TASK REQUIREMENTS:
Lines below that hold the word "surface" must be copied in full.
━━━━━ INFORMATION
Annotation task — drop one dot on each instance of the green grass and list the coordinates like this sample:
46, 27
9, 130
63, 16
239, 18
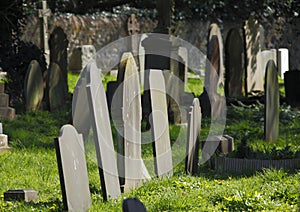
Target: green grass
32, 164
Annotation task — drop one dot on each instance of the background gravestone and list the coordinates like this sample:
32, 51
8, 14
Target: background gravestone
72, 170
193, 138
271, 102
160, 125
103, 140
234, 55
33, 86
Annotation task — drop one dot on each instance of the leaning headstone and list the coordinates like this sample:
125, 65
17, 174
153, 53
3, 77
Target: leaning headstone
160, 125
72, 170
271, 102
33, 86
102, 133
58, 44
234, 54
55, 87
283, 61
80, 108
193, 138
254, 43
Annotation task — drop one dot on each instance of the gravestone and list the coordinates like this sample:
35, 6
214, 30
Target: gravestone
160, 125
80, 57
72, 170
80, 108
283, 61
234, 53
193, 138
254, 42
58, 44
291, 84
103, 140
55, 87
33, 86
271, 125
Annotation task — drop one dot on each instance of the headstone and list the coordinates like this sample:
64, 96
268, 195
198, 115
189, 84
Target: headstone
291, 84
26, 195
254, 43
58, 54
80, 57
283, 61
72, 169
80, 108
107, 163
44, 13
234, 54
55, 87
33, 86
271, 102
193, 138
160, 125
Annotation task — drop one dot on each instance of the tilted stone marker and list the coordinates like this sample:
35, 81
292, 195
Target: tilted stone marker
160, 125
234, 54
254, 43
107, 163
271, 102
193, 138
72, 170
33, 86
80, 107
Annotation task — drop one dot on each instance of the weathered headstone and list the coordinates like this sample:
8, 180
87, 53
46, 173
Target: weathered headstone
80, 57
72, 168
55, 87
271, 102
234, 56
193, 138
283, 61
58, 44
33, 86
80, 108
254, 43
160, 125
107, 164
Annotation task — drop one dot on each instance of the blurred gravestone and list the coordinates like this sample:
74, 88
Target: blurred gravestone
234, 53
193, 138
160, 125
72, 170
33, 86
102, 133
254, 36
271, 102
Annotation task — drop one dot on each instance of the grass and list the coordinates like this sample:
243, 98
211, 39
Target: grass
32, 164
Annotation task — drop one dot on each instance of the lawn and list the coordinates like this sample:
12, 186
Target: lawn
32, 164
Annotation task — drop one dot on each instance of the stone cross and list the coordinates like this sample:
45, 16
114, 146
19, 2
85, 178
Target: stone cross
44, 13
━━━━━━━━━━
━━━━━ INFORMATION
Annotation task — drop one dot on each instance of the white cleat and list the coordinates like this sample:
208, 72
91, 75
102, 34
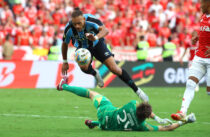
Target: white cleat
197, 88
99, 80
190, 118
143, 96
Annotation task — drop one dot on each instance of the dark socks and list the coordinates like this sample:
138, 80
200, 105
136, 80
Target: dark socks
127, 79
━━━━━━━━━━
━━━━━ INFORMATION
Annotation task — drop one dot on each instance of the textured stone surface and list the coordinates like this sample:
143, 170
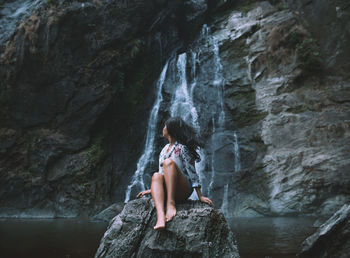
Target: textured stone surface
━━━━━━━━━━
TASK ANSWER:
Annotation task — drop one dot on each instance of the textured stone surface and list the coordinates like this sample:
Target: textured stone surface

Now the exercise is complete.